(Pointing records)
—————

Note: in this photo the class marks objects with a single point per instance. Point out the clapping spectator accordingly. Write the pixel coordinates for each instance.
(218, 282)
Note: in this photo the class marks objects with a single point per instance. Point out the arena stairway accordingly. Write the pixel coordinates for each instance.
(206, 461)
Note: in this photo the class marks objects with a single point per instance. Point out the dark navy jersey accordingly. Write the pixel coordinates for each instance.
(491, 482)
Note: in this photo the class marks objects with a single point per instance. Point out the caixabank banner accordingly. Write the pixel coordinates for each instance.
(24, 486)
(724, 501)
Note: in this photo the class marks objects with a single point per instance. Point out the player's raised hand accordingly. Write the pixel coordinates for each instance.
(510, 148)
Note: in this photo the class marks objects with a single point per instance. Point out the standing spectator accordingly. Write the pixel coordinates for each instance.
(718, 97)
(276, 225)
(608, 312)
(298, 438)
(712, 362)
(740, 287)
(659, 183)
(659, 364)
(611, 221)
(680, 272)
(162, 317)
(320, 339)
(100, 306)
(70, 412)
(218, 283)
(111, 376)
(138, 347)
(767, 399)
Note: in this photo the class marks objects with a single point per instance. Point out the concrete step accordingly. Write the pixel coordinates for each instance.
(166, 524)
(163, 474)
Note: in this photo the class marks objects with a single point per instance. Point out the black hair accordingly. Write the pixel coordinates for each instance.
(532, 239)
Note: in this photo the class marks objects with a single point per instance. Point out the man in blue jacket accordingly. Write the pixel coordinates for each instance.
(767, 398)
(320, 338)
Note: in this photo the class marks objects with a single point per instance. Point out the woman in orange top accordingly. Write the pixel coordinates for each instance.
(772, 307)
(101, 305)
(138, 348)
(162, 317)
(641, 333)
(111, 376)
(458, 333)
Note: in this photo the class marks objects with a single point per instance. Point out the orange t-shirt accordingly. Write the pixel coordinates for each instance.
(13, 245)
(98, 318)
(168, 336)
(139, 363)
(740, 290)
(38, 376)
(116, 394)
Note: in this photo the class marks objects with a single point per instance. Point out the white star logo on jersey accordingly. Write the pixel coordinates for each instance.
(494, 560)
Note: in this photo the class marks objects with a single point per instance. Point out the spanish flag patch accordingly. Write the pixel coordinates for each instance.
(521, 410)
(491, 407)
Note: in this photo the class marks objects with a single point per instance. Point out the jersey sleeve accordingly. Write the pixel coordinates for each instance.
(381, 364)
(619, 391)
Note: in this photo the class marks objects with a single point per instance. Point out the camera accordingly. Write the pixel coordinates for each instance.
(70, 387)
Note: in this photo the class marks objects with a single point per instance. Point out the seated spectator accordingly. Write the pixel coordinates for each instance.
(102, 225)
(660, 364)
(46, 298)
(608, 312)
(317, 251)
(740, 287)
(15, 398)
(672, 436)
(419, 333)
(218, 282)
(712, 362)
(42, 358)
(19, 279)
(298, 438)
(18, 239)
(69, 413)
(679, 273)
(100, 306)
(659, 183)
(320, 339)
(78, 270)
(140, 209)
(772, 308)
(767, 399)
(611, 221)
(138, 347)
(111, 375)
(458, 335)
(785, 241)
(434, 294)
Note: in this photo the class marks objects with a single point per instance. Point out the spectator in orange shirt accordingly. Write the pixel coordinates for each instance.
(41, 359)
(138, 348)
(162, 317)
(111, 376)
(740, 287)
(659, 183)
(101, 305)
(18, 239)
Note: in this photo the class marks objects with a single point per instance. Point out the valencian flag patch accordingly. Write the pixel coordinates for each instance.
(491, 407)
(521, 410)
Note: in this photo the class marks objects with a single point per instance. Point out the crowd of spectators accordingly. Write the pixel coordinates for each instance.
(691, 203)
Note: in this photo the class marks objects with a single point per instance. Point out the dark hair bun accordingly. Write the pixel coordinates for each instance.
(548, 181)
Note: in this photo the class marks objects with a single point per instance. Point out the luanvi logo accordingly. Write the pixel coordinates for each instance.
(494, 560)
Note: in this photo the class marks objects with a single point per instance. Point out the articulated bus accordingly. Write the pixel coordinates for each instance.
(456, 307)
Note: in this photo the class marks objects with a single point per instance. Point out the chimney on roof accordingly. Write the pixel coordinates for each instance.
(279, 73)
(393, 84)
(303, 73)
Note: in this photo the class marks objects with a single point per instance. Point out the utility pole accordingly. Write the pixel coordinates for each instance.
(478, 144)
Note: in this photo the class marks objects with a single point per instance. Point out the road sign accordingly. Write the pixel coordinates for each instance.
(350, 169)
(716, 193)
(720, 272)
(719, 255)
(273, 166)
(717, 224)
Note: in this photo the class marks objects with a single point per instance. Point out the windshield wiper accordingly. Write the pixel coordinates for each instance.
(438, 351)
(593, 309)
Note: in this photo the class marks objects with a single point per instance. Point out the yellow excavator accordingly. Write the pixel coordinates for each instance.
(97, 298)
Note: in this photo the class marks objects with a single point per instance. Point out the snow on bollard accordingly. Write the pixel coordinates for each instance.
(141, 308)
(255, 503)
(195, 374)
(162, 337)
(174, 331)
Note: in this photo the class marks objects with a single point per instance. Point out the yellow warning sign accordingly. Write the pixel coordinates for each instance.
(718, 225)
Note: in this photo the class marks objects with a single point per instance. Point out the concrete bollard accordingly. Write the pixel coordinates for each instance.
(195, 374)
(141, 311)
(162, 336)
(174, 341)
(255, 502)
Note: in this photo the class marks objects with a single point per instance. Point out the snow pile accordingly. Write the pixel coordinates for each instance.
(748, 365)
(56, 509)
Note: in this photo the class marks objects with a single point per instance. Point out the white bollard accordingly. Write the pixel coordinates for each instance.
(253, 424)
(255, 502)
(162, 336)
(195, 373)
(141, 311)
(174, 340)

—————

• GIVEN PROBLEM: Transcribe every entry verbatim.

• SOLUTION TO THE PROBLEM:
Note: in this photo the class marks objects with a single point per instance. Point out the clapping spectator accordingly. Write the pixel coordinates for each instance.
(218, 282)
Note: in this photo the class marks objects with a single point per instance. Point out the arena stairway accordingly. Write the pixel coordinates for each instance.
(206, 461)
Note: in this photo the class marks objects with a single point per instance. Point out the dark navy jersey accordingly. Write the pixel coordinates for each instance.
(491, 482)
Note: in this photo the class marks objects with a single point per instance. Point out the caixabank banner accordingly. Write the pixel coordinates for each instance.
(24, 486)
(724, 501)
Note: in this photo the class marks objects with a single point per instance. Point out the player's raised hand accordingly. Write the pixel coordinates for each instance.
(510, 148)
Note: in this photo the class marks objects with a single point per instance. Point out the standing spectator accordingly. Write the pixel coordinates for each instance.
(718, 97)
(276, 225)
(608, 312)
(298, 438)
(712, 362)
(740, 287)
(659, 183)
(659, 364)
(611, 221)
(680, 272)
(162, 317)
(320, 339)
(100, 306)
(70, 412)
(218, 283)
(111, 376)
(138, 347)
(767, 399)
Note: in this photo the class marks objects with a single point per instance. Point out the concrete step accordingly. Write the pixel coordinates for each instance.
(166, 524)
(163, 474)
Note: in this photo the class marks objects with a single point per instance. Point out the black hair accordingly. Write the pixel coordinates for each instance.
(532, 239)
Note: in this photo the class marks objects with a single point per instance. Point out the man in blue jacket accordingly. Write the pixel coordinates for each instance.
(767, 398)
(320, 338)
Note: in this photo the class marks objects with a single point per instance. Point out the woman in orange top accordingly. Write the pixel coordinates for each instance.
(772, 307)
(101, 305)
(138, 348)
(162, 317)
(641, 333)
(111, 376)
(458, 333)
Note: in this photo the class marks objects with a single point per instance. Point out the orange t-shirt accordingly. Write the pixel coordinates for each instance.
(13, 245)
(98, 318)
(168, 336)
(139, 363)
(740, 290)
(38, 376)
(116, 394)
Note: in this photo the class marks objects with a single point per instance. Point out the white star logo on jersey accordingly. Write the pixel coordinates for each instance.
(494, 560)
Note: in this photo the class marks objects with a single point per instance. Point out the spanish flag patch accordingly. Write the pixel coordinates for each instance.
(521, 410)
(491, 407)
Note: in this photo the class marks objects with a single point per instance. Point out the jersey sleeve accordingly. Write the pixel coordinates for each instance.
(381, 364)
(619, 391)
Note: in this photo the class marks objects with a single point per instance. Point out the camera accordingly. Write the pixel coordinates for each instance.
(70, 387)
Note: in this photo the class marks objects with a single point per instance. Point out the seated spectator accordingly. Write the pixel coordinates for each instance.
(102, 225)
(660, 364)
(46, 298)
(608, 312)
(317, 251)
(740, 287)
(15, 398)
(672, 436)
(419, 333)
(218, 282)
(712, 362)
(42, 358)
(19, 279)
(298, 438)
(18, 239)
(69, 413)
(679, 273)
(100, 306)
(659, 183)
(320, 339)
(78, 270)
(140, 209)
(772, 308)
(767, 399)
(611, 221)
(138, 347)
(111, 375)
(458, 335)
(785, 241)
(434, 294)
Note: in this photo the class marks objects with a single point per instance. Point out the spectator in orange shirt accordingly. Write the pixel coordinates for each instance.
(41, 359)
(138, 348)
(162, 317)
(111, 376)
(740, 287)
(659, 183)
(101, 305)
(18, 239)
Note: in this photo the class marks objects with a single point per instance. Point out the valencian flag patch accordingly. Write the pixel coordinates for each instance.
(491, 407)
(521, 410)
Note: in this photo the class marks objects with a single point per instance. Point out the crowd of spectators accordingly. Write the pixel coordinates for each instance.
(691, 203)
Note: in this photo the class marks objects with a single point per instance. Point out the dark hair bun accordingly. Write the pixel coordinates for each instance.
(548, 181)
Note: in this photo the class marks objects with a single point per instance. Point out the luanvi logo accordingly. Write the pixel coordinates for each instance.
(494, 560)
Note: in this photo the class marks objects with a single point per instance. Point out the articulated bus accordingly. Write the pixel coordinates for each instance.
(456, 307)
Note: in this photo the class marks objects with a single point per instance. Point out the chimney on roof accordingly. Write the pixel coordinates for each instance.
(279, 73)
(393, 84)
(303, 73)
Note: in this photo the class marks objects with a single point per instance. Point out the utility pole accordingly. Write the pixel coordinates for each instance.
(478, 144)
Note: in this photo the class marks objects with a single point per instance. Point out the road sign accordingly. Write the pixel coordinates for each instance.
(350, 169)
(716, 193)
(720, 272)
(719, 255)
(273, 166)
(717, 224)
Note: in this photo the class marks objects with a single point per instance. Point out the windshield wiper accordingly. Write the pixel coordinates for each instance.
(438, 351)
(593, 309)
Note: in this photo the class marks objects with a single point per instance. Point out the yellow excavator accordingly. Write the pixel coordinates for each instance.
(97, 298)
Note: in this photo the class marks objects with a single point per instance. Point out the snow on bollard accordingly. Write the pixel coordinates for each instance.
(141, 308)
(255, 503)
(195, 374)
(162, 337)
(174, 331)
Note: in this photo the class marks objects with a single point per instance. Point out the yellow warning sign accordingly. Write the pixel coordinates for each instance.
(718, 225)
Note: in this photo the class marks objects with a single point per instance. Point out the concrete bollard accordingly. Write the pixel coordinates for each instance.
(195, 374)
(141, 311)
(162, 336)
(174, 341)
(255, 502)
Note: in this photo the class marks objects with a single point per instance. Point out the snow pile accordingly. Write the pixel coordinates for each instance.
(748, 365)
(56, 509)
Note: in this photo the class marks objects with a single point per instance. Point out the white bollard accordingly. Write the pixel coordinates for each instance.
(253, 424)
(255, 502)
(162, 336)
(195, 373)
(141, 311)
(174, 340)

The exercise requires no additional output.